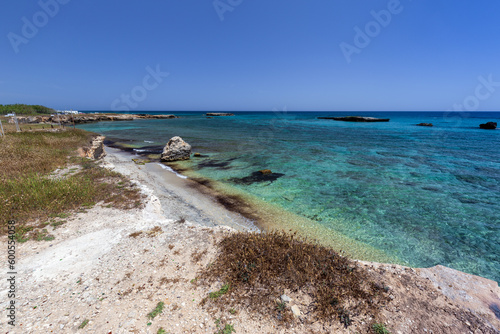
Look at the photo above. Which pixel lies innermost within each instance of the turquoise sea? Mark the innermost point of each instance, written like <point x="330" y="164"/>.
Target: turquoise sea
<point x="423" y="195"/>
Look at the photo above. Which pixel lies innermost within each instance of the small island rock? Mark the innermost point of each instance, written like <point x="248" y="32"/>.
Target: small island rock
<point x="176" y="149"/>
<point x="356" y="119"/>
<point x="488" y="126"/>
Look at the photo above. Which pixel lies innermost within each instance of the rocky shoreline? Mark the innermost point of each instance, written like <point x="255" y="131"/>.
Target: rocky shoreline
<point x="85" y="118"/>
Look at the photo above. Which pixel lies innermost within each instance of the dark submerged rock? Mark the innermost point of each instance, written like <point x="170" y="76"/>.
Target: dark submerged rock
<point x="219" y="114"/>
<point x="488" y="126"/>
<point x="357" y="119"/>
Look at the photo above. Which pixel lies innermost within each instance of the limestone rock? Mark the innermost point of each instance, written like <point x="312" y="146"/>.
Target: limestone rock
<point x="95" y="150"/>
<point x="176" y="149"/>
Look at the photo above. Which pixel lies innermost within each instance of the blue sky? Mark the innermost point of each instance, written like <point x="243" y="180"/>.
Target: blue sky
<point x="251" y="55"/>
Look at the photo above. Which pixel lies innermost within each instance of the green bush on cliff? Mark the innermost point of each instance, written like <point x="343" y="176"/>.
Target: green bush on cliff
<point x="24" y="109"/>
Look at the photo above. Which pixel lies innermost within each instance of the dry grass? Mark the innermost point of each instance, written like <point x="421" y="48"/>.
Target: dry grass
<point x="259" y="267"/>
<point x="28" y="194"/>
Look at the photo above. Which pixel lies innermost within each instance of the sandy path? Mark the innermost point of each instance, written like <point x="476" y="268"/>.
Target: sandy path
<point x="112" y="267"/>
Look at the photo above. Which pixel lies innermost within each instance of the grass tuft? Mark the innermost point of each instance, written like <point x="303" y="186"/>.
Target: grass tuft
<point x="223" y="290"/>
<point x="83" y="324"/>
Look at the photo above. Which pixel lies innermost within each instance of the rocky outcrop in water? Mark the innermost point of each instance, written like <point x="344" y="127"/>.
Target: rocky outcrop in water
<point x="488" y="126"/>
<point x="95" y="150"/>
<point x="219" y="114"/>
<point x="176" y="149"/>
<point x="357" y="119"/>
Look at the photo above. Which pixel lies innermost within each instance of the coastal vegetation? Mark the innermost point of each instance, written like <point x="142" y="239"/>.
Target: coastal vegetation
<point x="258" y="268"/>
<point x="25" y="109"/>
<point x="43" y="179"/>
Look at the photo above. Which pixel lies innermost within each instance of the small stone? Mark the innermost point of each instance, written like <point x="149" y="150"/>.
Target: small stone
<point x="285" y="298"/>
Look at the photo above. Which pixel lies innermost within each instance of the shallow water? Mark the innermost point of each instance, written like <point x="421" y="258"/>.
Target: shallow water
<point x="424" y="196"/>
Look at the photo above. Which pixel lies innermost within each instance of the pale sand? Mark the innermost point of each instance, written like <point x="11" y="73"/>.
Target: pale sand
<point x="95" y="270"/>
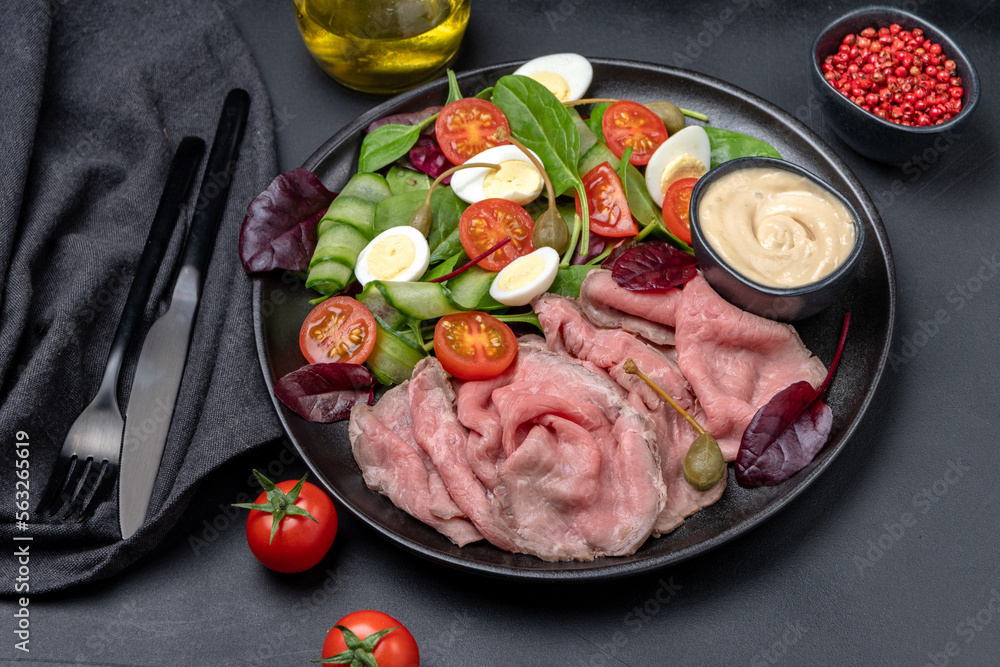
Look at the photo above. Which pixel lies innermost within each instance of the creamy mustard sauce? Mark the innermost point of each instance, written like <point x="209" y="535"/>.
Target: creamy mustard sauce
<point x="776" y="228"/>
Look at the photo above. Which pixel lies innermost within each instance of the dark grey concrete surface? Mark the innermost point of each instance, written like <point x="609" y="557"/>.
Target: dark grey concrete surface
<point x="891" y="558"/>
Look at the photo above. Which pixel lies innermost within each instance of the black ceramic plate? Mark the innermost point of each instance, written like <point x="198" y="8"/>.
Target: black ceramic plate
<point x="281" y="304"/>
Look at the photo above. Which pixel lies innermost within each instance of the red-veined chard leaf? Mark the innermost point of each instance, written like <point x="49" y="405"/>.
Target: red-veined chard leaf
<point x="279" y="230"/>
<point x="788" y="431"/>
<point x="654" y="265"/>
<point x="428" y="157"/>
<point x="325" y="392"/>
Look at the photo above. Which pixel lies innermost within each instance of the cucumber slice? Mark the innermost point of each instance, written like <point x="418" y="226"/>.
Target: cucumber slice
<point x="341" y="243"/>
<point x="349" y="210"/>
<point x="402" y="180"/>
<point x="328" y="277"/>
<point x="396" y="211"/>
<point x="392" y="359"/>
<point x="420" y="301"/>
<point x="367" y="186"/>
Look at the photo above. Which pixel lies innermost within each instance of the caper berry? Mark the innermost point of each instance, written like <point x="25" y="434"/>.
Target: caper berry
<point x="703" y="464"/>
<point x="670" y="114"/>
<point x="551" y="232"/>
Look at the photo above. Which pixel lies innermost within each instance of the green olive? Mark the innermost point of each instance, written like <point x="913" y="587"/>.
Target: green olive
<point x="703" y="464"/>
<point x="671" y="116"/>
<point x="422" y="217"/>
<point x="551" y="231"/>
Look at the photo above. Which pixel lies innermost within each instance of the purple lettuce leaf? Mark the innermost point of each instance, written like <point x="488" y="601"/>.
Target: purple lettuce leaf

- **Challenge**
Give back exactly the lines from the line holding "of the caper" through the last line of the listing, including both.

- **Output for this exercise**
Look at the photo above. Which pixel lies innermost within each instance of the caper berry? Mark the innermost point of each instance, written like <point x="25" y="434"/>.
Target: caper berry
<point x="703" y="464"/>
<point x="670" y="114"/>
<point x="551" y="232"/>
Look at the photo above. Which pixel lies innermost within each instance of the green olive? Mark the innermost point of each instance, written like <point x="913" y="587"/>.
Target: green olive
<point x="703" y="464"/>
<point x="671" y="116"/>
<point x="422" y="217"/>
<point x="551" y="231"/>
Look at the photo above. Which pixel lies innermost within each instance of the purple lettuce leaf? Mark the innermost point of each instance, written like <point x="488" y="601"/>.
Target: purple lettuce leaf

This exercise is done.